-- Begin DATASET RECORDS --
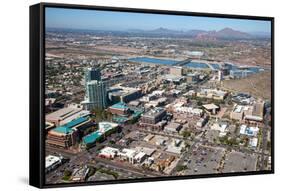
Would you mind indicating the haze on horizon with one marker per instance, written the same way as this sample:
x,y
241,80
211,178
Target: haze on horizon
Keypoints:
x,y
120,21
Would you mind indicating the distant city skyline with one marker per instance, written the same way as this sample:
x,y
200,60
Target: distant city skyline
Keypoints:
x,y
110,20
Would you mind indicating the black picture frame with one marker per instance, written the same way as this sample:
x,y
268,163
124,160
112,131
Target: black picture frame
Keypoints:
x,y
37,92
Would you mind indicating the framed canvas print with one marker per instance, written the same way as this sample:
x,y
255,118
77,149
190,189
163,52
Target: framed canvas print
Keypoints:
x,y
122,95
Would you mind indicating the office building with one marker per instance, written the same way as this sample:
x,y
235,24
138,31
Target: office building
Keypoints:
x,y
154,116
67,135
91,74
97,96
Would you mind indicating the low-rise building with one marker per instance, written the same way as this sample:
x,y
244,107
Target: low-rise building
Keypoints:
x,y
173,127
52,162
108,152
66,135
154,116
249,131
65,115
211,108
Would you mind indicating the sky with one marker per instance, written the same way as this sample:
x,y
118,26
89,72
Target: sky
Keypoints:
x,y
110,20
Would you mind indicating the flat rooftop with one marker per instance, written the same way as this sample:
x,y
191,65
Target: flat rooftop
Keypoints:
x,y
67,128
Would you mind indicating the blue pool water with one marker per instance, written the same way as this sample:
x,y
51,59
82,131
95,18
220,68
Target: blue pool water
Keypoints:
x,y
215,66
153,60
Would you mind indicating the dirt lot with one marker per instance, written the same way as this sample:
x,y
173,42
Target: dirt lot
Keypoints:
x,y
258,85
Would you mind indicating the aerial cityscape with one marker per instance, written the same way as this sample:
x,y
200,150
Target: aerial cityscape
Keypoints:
x,y
137,95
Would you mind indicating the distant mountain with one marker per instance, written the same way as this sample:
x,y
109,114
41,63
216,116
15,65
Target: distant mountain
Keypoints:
x,y
226,33
223,34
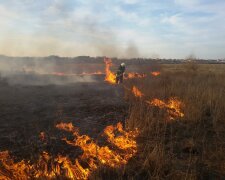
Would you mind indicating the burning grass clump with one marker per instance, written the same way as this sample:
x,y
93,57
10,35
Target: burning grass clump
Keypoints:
x,y
188,146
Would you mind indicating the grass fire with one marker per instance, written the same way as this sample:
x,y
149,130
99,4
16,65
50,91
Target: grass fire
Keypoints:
x,y
92,130
112,90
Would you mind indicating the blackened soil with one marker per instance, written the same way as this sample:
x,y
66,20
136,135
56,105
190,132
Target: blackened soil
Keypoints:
x,y
27,110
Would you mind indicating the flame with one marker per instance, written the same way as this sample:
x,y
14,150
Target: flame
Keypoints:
x,y
42,136
110,76
48,167
134,75
155,73
173,107
137,92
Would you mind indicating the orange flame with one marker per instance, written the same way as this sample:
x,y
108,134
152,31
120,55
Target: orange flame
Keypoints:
x,y
110,76
137,92
155,73
173,107
135,75
42,136
93,155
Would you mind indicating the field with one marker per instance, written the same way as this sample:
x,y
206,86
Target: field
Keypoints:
x,y
169,125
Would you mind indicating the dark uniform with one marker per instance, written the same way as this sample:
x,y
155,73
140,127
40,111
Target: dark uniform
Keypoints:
x,y
119,74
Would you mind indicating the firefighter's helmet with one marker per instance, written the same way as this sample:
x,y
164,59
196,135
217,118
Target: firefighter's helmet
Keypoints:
x,y
122,64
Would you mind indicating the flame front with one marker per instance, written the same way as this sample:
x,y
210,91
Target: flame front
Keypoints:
x,y
109,75
93,156
155,73
173,107
137,92
135,75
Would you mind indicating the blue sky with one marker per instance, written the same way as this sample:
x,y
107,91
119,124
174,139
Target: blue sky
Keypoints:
x,y
119,28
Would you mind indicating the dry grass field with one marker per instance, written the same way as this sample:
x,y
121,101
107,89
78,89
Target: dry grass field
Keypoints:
x,y
174,126
188,147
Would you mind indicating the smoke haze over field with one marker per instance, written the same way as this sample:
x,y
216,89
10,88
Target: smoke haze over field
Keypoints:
x,y
121,28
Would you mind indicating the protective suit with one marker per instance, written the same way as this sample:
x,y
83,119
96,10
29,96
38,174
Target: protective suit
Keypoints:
x,y
120,73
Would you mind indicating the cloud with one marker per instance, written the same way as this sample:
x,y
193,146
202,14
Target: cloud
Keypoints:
x,y
119,28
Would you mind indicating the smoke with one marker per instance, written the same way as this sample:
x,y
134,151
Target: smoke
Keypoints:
x,y
44,71
132,51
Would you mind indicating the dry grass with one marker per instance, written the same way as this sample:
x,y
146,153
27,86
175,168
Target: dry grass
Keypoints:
x,y
191,147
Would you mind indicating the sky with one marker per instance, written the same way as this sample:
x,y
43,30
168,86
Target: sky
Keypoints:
x,y
115,28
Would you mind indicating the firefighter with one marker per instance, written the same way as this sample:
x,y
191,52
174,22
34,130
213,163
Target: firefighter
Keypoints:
x,y
120,73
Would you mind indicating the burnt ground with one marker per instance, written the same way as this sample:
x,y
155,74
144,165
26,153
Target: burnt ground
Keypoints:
x,y
27,110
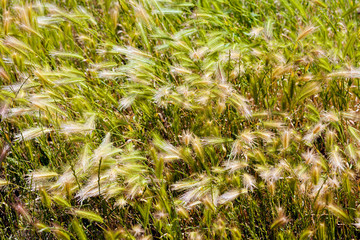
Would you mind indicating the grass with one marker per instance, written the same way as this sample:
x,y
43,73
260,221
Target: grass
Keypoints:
x,y
150,119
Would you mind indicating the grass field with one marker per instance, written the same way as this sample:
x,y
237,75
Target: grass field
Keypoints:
x,y
179,119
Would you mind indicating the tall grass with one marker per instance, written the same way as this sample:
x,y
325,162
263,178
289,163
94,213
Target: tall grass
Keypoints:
x,y
150,119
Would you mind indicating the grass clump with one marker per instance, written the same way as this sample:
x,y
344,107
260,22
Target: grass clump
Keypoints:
x,y
150,119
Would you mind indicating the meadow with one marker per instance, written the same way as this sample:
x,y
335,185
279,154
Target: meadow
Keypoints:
x,y
179,119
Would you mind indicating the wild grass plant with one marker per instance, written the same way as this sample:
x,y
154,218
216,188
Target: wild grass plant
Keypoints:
x,y
170,119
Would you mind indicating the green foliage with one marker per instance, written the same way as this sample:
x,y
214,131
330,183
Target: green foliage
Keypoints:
x,y
197,119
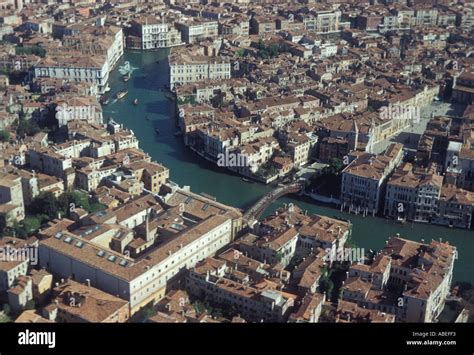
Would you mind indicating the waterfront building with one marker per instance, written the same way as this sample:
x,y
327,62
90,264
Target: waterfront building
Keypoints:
x,y
186,69
197,29
364,179
152,33
413,194
418,285
92,69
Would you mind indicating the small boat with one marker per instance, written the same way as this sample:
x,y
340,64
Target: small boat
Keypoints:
x,y
401,220
122,94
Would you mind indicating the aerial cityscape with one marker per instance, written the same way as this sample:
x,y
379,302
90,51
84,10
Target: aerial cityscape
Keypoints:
x,y
237,161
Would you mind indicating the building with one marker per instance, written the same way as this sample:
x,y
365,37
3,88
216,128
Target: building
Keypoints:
x,y
418,284
186,69
197,29
139,280
92,69
413,194
12,208
211,280
363,180
77,303
152,33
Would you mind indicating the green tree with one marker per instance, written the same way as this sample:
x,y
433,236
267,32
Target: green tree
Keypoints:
x,y
30,305
27,127
4,136
45,203
27,227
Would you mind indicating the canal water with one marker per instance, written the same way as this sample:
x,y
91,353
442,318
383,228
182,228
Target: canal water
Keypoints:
x,y
155,110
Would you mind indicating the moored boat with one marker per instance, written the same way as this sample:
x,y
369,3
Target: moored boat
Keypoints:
x,y
122,94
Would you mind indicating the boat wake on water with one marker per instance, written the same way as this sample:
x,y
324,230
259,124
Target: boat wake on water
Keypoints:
x,y
127,68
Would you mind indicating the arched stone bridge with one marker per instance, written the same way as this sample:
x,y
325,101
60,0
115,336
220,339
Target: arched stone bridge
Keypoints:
x,y
253,213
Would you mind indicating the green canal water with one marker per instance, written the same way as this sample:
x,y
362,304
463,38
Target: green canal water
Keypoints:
x,y
156,110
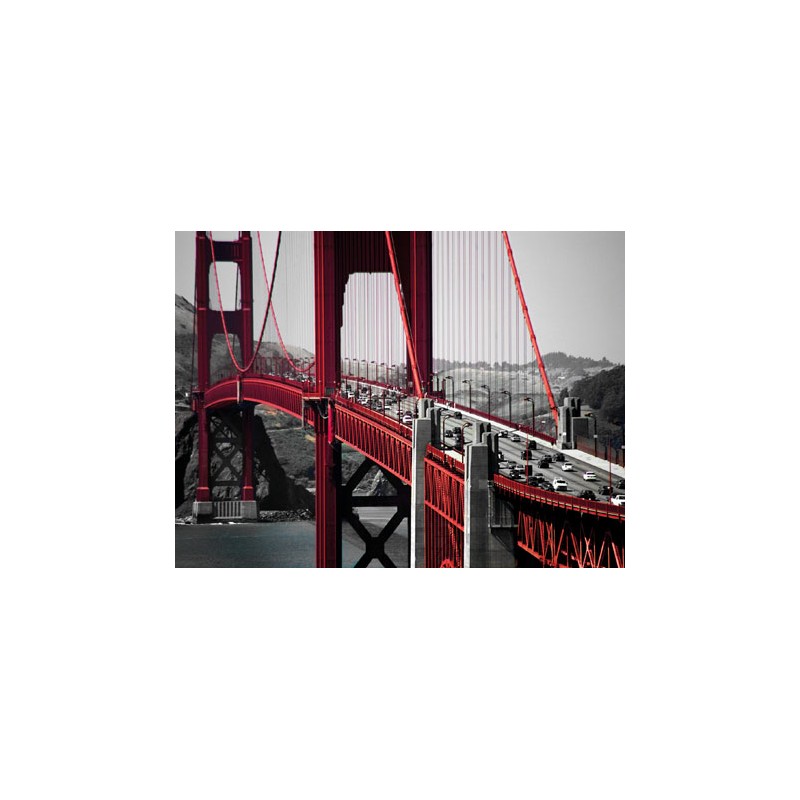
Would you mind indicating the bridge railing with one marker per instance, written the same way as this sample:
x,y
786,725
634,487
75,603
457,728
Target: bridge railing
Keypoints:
x,y
559,499
444,510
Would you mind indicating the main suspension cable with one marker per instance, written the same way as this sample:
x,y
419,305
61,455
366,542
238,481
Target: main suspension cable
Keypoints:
x,y
240,369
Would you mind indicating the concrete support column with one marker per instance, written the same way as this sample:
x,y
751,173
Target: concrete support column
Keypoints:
x,y
481,549
421,438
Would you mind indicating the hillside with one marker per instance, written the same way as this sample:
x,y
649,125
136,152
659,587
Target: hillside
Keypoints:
x,y
604,393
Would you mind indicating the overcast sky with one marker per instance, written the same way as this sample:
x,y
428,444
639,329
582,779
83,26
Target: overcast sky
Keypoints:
x,y
574,285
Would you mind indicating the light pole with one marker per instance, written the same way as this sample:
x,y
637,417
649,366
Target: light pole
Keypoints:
x,y
443,434
469,381
445,379
463,443
506,392
533,416
484,386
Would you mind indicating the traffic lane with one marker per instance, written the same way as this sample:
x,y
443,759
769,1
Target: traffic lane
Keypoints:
x,y
576,483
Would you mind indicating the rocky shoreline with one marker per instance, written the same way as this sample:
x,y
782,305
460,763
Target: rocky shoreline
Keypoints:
x,y
263,516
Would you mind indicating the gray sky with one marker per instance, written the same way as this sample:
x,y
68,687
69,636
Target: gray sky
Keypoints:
x,y
574,285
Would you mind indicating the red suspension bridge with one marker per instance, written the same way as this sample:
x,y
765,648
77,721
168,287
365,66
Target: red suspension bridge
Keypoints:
x,y
417,350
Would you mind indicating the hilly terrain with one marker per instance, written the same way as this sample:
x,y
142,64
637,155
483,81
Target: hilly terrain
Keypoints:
x,y
284,450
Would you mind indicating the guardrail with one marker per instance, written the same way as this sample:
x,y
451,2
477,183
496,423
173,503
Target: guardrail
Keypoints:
x,y
594,447
559,500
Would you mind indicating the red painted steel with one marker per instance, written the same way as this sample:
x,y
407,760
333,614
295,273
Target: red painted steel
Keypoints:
x,y
270,391
520,294
412,353
557,530
558,499
561,543
376,437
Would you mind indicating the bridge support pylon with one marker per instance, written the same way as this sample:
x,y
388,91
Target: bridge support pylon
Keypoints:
x,y
422,436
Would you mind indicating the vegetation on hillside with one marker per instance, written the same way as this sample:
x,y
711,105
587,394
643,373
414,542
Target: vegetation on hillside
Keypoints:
x,y
605,394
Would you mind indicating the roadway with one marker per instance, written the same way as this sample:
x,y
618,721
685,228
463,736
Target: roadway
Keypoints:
x,y
512,445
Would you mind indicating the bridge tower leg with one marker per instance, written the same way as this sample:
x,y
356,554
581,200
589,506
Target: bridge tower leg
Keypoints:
x,y
239,322
328,450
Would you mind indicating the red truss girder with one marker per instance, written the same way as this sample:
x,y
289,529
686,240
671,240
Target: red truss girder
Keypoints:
x,y
569,542
258,390
444,511
376,437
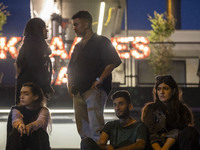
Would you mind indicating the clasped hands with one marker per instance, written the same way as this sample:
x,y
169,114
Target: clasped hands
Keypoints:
x,y
27,129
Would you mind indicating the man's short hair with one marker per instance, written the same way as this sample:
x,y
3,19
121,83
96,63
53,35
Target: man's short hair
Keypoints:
x,y
122,93
83,15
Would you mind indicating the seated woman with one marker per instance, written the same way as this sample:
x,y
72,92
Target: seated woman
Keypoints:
x,y
170,122
28,121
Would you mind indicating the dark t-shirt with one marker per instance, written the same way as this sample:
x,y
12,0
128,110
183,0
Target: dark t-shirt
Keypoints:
x,y
88,62
122,136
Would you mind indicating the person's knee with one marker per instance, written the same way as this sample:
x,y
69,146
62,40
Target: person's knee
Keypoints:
x,y
86,141
88,144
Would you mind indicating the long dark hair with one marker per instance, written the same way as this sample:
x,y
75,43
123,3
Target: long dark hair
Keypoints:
x,y
176,107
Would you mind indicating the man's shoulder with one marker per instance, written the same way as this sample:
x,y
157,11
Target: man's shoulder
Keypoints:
x,y
100,37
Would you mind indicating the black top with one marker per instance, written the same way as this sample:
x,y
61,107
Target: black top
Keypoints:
x,y
163,122
88,62
34,64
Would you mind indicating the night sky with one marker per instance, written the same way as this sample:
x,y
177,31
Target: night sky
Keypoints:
x,y
138,11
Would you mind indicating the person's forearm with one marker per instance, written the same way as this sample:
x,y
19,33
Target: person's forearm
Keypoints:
x,y
168,144
107,71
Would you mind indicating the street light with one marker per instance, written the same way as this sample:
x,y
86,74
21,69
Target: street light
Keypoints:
x,y
101,16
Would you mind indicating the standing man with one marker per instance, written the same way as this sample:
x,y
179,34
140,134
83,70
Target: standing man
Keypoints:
x,y
89,76
123,134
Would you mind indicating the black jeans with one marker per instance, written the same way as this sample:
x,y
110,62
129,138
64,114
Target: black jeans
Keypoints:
x,y
38,140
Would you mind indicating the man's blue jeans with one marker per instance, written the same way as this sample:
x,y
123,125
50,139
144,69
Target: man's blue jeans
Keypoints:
x,y
89,108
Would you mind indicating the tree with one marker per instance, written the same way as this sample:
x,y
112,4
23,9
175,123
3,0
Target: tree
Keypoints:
x,y
161,55
3,16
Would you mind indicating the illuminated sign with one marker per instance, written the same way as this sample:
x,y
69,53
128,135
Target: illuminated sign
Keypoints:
x,y
137,50
126,47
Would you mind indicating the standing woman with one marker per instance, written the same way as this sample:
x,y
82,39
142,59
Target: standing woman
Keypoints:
x,y
170,122
33,63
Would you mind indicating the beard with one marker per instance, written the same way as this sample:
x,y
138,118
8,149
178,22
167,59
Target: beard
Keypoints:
x,y
123,114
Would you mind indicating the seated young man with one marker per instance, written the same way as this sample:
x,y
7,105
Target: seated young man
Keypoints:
x,y
123,134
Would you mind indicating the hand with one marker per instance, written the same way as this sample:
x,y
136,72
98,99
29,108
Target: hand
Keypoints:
x,y
110,147
31,127
21,129
97,83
-- End DATASET RECORDS --
#### TASK INSTRUCTIONS
Starting with the line that contains "Would you mind indicating the tree" and going on through the end of the listing, change every "marker" to "point" and give those lines back with nothing else altered.

#### PROBLEM SOLUTION
Would you mind indicating the tree with one point per instance, written the same way as this sample:
x,y
112,4
23,9
175,123
3,0
Target: tree
Keypoints:
x,y
161,55
3,16
Would you mind indicating the illuminated sign with one point per instance, written the same way as this sample:
x,y
69,53
128,135
Target: illuminated sign
Keypoints:
x,y
137,50
126,47
Would you mind indicating the standing woman with one point per instance, written the same way as this sample:
x,y
82,39
142,59
Target: standing woman
Keypoints:
x,y
170,122
33,63
Would you mind indicating the beard with one point per instance, written the same way as this sample:
x,y
138,118
8,149
178,22
167,59
Target: beard
Keypoints:
x,y
123,114
Would you mind indicating the seated young man with one point per instance, written the same way as this sample:
x,y
7,105
Target: seated young man
Keypoints:
x,y
123,134
Would you mind indicating the hand with one point per instance, written the same way as this sample:
x,y
136,72
98,99
29,108
Target: hand
Keypoints:
x,y
110,147
31,127
21,129
97,83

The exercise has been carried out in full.